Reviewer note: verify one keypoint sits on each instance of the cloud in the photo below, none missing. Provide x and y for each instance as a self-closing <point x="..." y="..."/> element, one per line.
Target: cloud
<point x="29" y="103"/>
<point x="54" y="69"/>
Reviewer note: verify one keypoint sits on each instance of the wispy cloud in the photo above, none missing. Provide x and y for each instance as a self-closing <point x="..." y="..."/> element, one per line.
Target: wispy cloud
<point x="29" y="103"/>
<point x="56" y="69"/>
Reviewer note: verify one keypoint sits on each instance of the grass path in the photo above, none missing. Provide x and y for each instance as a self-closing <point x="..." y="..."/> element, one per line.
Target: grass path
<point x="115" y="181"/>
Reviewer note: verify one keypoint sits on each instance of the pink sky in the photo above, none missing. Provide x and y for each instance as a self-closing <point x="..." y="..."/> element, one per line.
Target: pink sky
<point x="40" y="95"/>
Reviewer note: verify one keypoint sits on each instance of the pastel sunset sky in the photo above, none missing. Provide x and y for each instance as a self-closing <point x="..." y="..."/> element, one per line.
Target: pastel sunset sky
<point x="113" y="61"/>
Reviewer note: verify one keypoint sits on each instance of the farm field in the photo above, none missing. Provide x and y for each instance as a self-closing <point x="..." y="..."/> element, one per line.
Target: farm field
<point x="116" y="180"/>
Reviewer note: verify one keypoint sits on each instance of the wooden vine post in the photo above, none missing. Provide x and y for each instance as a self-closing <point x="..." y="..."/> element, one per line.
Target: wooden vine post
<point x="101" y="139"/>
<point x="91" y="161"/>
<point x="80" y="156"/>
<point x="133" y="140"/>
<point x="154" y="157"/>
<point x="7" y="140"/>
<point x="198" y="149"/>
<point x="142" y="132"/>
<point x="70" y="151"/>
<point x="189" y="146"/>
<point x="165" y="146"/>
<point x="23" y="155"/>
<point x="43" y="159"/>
================================
(Problem to solve) The entries above should be repeated exactly, every one of them.

(Output below)
Reviewer note: verify one keypoint sits on each instance of the cloud in the photo below, none missing. Provide x and y for each instance as a self-closing <point x="..." y="..."/> element, one per line.
Target: cloud
<point x="29" y="103"/>
<point x="54" y="69"/>
Reviewer note: verify one keypoint sits on each instance of the wispy cloud in the photo above, none missing. Provide x and y for each instance as a self-closing <point x="..." y="..."/> element, one per line.
Target: wispy cloud
<point x="29" y="103"/>
<point x="56" y="69"/>
Reviewer note: verify one keypoint sits on each instance of the grass path in the photo above, none missing. Provide x and y for each instance as a self-closing <point x="..." y="..."/> element, one per line.
Target: grass path
<point x="115" y="181"/>
Reviewer note: verify one keypoint sits on each instance of the pink sky in the photo above, none missing. Provide x and y for each instance as a self-closing <point x="..." y="..."/> element, one per line.
Target: pink sky
<point x="40" y="95"/>
Reviewer note: verify one keypoint sits on each instance of the pastel sunset sky in the photo above, none missing. Provide x and y for each instance as a self-closing <point x="..." y="..."/> element, one per line.
Target: pastel sunset sky
<point x="113" y="61"/>
Reviewer note: verify one keypoint sits on each instance of the farm field in the photo above, none missing. Provide x and y for each instance as a self-closing <point x="..." y="..."/> element, one per line.
Target: farm field
<point x="116" y="180"/>
Reviewer note: verify one keypoint sits on each instance of the wooden vine post in the photo above, none missing. Provide x and y for each instance as a self-closing <point x="..." y="..."/> element, one per line.
Target: wooden vine post
<point x="101" y="139"/>
<point x="91" y="161"/>
<point x="80" y="156"/>
<point x="133" y="140"/>
<point x="154" y="157"/>
<point x="7" y="140"/>
<point x="198" y="149"/>
<point x="142" y="132"/>
<point x="70" y="151"/>
<point x="189" y="146"/>
<point x="165" y="146"/>
<point x="23" y="155"/>
<point x="43" y="159"/>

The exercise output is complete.